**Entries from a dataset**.
━━━━━━━━━━━━━━━━━━━━
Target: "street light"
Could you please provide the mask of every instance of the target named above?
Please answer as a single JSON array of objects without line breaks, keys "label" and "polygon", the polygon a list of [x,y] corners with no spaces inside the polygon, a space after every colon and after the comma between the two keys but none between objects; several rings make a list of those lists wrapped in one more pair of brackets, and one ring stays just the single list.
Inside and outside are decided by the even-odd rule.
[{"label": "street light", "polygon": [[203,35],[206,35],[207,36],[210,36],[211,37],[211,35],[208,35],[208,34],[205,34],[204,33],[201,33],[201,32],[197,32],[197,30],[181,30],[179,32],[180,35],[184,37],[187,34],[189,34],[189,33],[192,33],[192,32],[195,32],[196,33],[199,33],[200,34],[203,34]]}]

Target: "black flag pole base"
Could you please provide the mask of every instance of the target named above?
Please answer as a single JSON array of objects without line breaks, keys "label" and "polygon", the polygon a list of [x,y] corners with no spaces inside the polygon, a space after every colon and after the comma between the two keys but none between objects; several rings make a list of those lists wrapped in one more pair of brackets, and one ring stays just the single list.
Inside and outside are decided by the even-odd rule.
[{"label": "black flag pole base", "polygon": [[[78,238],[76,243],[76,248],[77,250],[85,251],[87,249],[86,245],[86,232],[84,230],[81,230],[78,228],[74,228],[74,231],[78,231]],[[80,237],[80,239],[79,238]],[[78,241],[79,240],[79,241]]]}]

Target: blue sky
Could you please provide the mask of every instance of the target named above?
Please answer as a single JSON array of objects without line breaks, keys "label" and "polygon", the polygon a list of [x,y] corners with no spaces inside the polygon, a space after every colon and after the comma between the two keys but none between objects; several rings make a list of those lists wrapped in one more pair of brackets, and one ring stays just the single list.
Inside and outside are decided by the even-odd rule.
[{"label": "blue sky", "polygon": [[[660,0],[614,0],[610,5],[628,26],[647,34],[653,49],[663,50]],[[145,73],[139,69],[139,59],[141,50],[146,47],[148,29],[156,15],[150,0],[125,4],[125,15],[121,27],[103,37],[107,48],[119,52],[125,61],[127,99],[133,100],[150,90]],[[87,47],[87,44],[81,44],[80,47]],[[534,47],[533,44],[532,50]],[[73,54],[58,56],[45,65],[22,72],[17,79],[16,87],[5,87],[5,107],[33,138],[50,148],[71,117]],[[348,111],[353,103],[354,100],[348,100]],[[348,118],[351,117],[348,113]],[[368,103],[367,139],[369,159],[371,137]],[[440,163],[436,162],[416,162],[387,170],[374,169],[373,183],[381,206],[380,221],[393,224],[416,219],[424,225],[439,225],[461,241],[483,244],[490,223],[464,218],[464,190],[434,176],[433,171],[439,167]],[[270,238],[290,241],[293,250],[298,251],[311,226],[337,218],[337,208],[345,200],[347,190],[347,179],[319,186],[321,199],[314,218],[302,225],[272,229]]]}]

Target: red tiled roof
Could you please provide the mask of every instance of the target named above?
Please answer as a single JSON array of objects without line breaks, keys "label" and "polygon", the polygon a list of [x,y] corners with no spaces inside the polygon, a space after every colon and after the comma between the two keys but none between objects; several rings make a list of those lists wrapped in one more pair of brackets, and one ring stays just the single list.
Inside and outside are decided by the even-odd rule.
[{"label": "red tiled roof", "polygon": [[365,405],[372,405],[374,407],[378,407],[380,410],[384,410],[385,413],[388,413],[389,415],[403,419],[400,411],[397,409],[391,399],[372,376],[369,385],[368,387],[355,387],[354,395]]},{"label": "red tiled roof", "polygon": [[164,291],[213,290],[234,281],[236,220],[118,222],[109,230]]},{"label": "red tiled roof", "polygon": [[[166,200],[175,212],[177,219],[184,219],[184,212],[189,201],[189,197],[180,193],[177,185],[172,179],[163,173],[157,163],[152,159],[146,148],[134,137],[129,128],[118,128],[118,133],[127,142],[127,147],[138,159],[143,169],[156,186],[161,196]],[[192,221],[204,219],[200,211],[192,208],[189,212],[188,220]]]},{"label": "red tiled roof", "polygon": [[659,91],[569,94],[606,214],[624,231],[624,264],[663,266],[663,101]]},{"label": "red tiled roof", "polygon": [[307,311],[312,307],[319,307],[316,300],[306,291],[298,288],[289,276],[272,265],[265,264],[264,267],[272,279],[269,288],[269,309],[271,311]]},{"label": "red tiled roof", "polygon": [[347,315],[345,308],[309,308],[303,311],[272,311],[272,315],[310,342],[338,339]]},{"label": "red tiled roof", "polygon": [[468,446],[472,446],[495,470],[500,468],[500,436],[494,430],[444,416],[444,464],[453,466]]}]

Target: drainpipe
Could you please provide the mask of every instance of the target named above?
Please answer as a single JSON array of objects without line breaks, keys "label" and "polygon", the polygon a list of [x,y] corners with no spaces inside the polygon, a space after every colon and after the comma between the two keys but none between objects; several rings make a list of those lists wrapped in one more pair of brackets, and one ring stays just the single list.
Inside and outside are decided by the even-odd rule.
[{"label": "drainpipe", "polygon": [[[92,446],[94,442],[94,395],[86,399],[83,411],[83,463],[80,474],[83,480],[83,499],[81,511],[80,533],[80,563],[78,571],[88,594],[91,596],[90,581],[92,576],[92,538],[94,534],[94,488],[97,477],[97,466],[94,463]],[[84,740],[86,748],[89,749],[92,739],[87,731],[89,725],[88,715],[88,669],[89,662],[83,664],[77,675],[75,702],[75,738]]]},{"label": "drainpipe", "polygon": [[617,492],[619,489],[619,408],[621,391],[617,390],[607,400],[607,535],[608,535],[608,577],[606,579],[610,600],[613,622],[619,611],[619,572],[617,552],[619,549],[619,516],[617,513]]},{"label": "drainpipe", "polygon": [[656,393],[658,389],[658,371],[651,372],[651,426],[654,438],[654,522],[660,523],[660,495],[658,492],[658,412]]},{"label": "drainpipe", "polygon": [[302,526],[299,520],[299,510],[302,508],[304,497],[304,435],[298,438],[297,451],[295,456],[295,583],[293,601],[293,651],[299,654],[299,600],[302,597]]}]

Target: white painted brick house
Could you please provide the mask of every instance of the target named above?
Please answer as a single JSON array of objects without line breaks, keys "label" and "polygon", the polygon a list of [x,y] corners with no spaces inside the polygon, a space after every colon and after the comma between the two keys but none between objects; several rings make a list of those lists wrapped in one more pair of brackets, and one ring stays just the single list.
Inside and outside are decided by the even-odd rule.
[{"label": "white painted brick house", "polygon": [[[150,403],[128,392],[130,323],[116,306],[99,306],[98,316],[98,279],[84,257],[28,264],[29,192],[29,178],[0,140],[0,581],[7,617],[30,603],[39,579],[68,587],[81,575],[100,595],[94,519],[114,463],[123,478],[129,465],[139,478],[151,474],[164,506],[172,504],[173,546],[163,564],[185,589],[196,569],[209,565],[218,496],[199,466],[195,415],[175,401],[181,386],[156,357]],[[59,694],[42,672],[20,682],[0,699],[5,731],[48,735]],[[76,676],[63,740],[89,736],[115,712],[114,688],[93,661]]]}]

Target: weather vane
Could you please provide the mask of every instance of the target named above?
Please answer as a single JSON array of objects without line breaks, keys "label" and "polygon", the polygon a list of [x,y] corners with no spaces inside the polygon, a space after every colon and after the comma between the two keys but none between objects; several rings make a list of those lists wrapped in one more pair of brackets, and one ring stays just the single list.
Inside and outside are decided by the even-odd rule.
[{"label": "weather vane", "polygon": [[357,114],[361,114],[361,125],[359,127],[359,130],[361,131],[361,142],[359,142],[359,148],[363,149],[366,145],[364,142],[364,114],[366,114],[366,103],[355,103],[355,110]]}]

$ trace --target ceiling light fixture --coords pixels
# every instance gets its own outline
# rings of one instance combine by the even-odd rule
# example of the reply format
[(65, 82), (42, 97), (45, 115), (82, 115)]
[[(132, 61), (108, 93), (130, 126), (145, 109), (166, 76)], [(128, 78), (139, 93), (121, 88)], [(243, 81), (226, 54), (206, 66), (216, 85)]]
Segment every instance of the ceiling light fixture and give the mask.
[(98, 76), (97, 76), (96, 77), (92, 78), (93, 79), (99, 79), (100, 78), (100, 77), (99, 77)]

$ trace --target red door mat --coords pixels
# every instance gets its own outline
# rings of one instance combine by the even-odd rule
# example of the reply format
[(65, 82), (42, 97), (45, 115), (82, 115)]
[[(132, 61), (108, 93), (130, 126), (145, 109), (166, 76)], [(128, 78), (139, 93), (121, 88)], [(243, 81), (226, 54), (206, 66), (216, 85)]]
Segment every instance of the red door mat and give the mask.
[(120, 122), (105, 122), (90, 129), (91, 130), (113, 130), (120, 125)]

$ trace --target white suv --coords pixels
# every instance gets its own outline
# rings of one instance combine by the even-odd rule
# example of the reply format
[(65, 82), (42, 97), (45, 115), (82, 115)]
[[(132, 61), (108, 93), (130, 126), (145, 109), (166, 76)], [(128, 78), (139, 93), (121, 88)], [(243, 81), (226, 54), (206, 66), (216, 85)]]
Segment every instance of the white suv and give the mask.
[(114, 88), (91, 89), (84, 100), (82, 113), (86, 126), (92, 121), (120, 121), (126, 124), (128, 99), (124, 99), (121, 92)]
━━━━━━━━━━━━━━━━━━━━
Copy the stretch from the line containing "mat --coords pixels" through the end of the material, keeping every line in place. Shift each coordinate in the answers by adding 27 to it, and leave all other numbers as they are.

$ trace --target red door mat --coords pixels
# every instance gets its own outline
# rings of one instance combine by the even-odd rule
# example of the reply format
[(65, 82), (42, 97), (45, 115), (82, 115)]
[[(132, 61), (108, 93), (130, 126), (145, 109), (166, 76)], [(128, 78), (139, 93), (121, 88)], [(243, 81), (226, 54), (206, 66), (216, 85)]]
Segment every instance of the red door mat and give the mask.
[(147, 149), (132, 149), (117, 156), (118, 157), (140, 157), (147, 152)]

$ trace --target white suv --coords pixels
# every instance gets its own outline
# rings of one instance combine by the even-odd rule
# example of the reply format
[(65, 82), (42, 97), (45, 115), (82, 115)]
[[(132, 61), (108, 93), (130, 126), (145, 109), (166, 76)], [(128, 78), (139, 93), (121, 88)], [(243, 81), (226, 54), (206, 66), (216, 85)]]
Segment every instance of the white suv and give the mask.
[(141, 115), (118, 116), (111, 127), (109, 140), (113, 153), (119, 148), (147, 148), (153, 151), (155, 126), (151, 126), (148, 119)]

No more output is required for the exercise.